--- Activity list ---
(a) Answer these questions about the article on physical activity and Alzheimer's below, one per line, marking the answers (i), (ii), (iii): (i) In what decade of her life did Ida Keeling begin racing? (ii) Which journal published the study on physical activity and Alzheimer's risk in older individuals? (iii) What position did Cyrus Raji hold at U.C.L.A.?
(b) Which people are named in the article on physical activity and Alzheimer's below? List every one.
(c) Rewrite the paragraph of the article on physical activity and Alzheimer's that begins "While we cannot all be" as a short list, keeping its main facts.

--- Document section ---
┏━━

Our global population is ageing at an unprecedented rate never before seen in human history. As this continues, it is ever-more important that we pay attention to chronic diseases and staying healthy at all ages. In particular we should pay attention to mental diseases that can increase with age, like Alzheimer’s. The good news is that we may already have part of the key to prevention — staying active. Truly, it’s that simple.

Of course, it is great to start a strong foundation of being physically active at a younger age but it is never too late to begin. For instance, take Ida Keeling, a 100 year old Bronx, New York native, who began racing in her 60’s and holds a record for the 60-meter dash for American women ages 95-99. Or, Harriette Thompson, who at 93 years old is the oldest woman to run a competitive 26 miles and 385 yards and continues to partake in marathons. A recent study was published in The Journal of Alzheimer’s Disease that demonstrates how physical activity, such as swimming, regular walking and even dancing, may substantially reduce the risk of Alzheimer’s disease in older individuals.

While we cannot all be Ida Keeling’s or Harriette Thompson’s, we can be the greatest versions of ourselves, which starts with taking care of our bodies and our minds. ‘Longitudinal Relationships between Caloric Expenditure and Gray Matter in the Cardiovascular Health Study,’ was published this spring by a team of researchers from the University of California, Los Angeles, the University of Pittsburgh and others. Gray matter is comprised mostly of neurons in the brain and generally equates to greater brain health. Through this study, researchers discovered that when participants had increased energy output from a variety of physical activities it related to larger gray matter volumes, regardless of how impaired they were cognitively.

“For the purposes of brain health, it looks like it’s a very good idea to stay as physically active as possible,” said Cyrus Raji, a senior radiology resident at U.C.L.A., who led the study. Alzheimer’s is a devastating disease that affects the brain through serious memory loss, confusion, mood and behavior changes and further alterations. Physical activity is associated with a host of health and wellness benefits and now through this study we see how it can help improve the mind and reduce the risks or serious cognitive diseases, such as Alzheimer’s.

“If we want to live a long time but also keep our memories, our basic selves, intact, keep moving,” Dr. Raji says. So, what do you say? Join a dance class, go for a walk with a friend, take a swim, anything that raises your heart rate and makes it beat a little harder. Not only will your body thank you but your mind will too.

┗━━

--- Dataset excerpts ---
┏━━

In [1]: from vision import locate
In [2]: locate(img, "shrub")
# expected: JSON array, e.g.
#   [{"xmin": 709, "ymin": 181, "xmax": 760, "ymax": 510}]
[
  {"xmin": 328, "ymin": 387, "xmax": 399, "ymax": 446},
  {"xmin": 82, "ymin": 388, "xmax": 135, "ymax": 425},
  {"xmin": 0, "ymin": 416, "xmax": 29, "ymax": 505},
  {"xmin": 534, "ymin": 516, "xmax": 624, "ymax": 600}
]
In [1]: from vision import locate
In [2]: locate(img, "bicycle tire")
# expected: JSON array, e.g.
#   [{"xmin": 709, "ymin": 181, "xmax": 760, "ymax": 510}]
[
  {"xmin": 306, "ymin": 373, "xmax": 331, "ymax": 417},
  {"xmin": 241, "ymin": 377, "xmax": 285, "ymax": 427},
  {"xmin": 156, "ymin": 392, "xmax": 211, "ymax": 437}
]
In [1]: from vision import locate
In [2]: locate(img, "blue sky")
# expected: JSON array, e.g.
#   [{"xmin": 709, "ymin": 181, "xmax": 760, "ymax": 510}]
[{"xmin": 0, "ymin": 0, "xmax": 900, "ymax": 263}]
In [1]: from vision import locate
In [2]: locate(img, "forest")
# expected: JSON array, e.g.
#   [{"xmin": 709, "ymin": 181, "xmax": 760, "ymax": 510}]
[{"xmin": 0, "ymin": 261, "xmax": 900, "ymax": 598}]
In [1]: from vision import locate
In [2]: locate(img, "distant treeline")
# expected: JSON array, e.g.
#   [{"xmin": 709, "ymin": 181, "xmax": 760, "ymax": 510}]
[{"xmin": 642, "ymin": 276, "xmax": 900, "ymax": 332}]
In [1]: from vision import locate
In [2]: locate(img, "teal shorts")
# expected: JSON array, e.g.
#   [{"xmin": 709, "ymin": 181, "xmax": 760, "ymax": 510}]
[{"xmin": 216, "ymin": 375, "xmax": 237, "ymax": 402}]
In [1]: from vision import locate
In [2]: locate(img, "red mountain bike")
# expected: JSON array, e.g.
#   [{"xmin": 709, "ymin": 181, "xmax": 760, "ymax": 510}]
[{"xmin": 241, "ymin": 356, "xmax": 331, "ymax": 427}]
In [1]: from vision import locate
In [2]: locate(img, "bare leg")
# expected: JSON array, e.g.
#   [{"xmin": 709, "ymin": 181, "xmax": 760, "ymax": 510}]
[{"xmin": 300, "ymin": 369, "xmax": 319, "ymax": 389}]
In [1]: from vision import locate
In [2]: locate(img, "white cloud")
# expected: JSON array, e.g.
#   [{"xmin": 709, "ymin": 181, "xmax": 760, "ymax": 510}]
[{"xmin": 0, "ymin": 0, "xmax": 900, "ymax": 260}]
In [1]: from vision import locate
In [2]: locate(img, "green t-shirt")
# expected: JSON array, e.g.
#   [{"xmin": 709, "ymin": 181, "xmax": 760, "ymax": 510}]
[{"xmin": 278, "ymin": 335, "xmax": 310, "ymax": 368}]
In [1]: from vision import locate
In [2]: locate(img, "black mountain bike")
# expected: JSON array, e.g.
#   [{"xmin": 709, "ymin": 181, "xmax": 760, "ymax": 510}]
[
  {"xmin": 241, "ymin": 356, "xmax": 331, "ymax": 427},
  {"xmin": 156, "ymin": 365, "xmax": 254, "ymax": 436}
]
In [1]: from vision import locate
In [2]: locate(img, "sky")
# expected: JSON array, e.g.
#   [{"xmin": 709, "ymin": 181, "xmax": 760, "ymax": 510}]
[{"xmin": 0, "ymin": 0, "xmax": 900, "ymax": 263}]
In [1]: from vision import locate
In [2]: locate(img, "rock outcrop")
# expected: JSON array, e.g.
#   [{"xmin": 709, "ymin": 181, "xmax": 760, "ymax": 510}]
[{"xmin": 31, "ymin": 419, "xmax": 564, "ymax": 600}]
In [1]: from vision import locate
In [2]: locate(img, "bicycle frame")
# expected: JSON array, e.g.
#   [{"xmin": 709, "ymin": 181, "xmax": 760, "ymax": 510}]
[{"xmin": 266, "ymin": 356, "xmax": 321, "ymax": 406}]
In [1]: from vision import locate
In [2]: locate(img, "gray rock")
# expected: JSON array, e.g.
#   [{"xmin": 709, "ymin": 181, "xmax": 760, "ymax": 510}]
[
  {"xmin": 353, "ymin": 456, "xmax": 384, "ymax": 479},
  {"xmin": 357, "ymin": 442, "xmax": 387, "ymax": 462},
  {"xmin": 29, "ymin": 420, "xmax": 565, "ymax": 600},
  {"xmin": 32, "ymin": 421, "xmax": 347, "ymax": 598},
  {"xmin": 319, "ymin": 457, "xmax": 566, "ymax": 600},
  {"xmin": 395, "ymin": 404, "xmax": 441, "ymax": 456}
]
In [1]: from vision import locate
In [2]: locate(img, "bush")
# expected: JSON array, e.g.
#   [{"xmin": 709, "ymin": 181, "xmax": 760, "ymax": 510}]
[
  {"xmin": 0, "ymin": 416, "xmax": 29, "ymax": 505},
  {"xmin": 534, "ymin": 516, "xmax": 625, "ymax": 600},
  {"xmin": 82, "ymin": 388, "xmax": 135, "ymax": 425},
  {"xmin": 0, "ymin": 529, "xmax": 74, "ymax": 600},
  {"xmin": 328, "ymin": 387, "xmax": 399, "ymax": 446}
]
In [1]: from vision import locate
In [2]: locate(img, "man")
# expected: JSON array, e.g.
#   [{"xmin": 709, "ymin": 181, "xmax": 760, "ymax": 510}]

┗━━

--- Solutions ---
(a)
(i) Her 60's
(ii) The Journal of Alzheimer's Disease
(iii) Senior radiology resident

(b)
Ida Keeling
Harriette Thompson
Cyrus Raji

(c)
- Being the greatest versions of ourselves starts with taking care of our bodies and minds.
- "Longitudinal Relationships between Caloric Expenditure and Gray Matter in the Cardiovascular Health Study" was published this spring by researchers from the University of California, Los Angeles, the University of Pittsburgh and others.
- Gray matter is comprised mostly of neurons and generally equates to greater brain health.
- Participants' increased energy output from a variety of physical activities related to larger gray matter volumes, regardless of their level of cognitive impairment.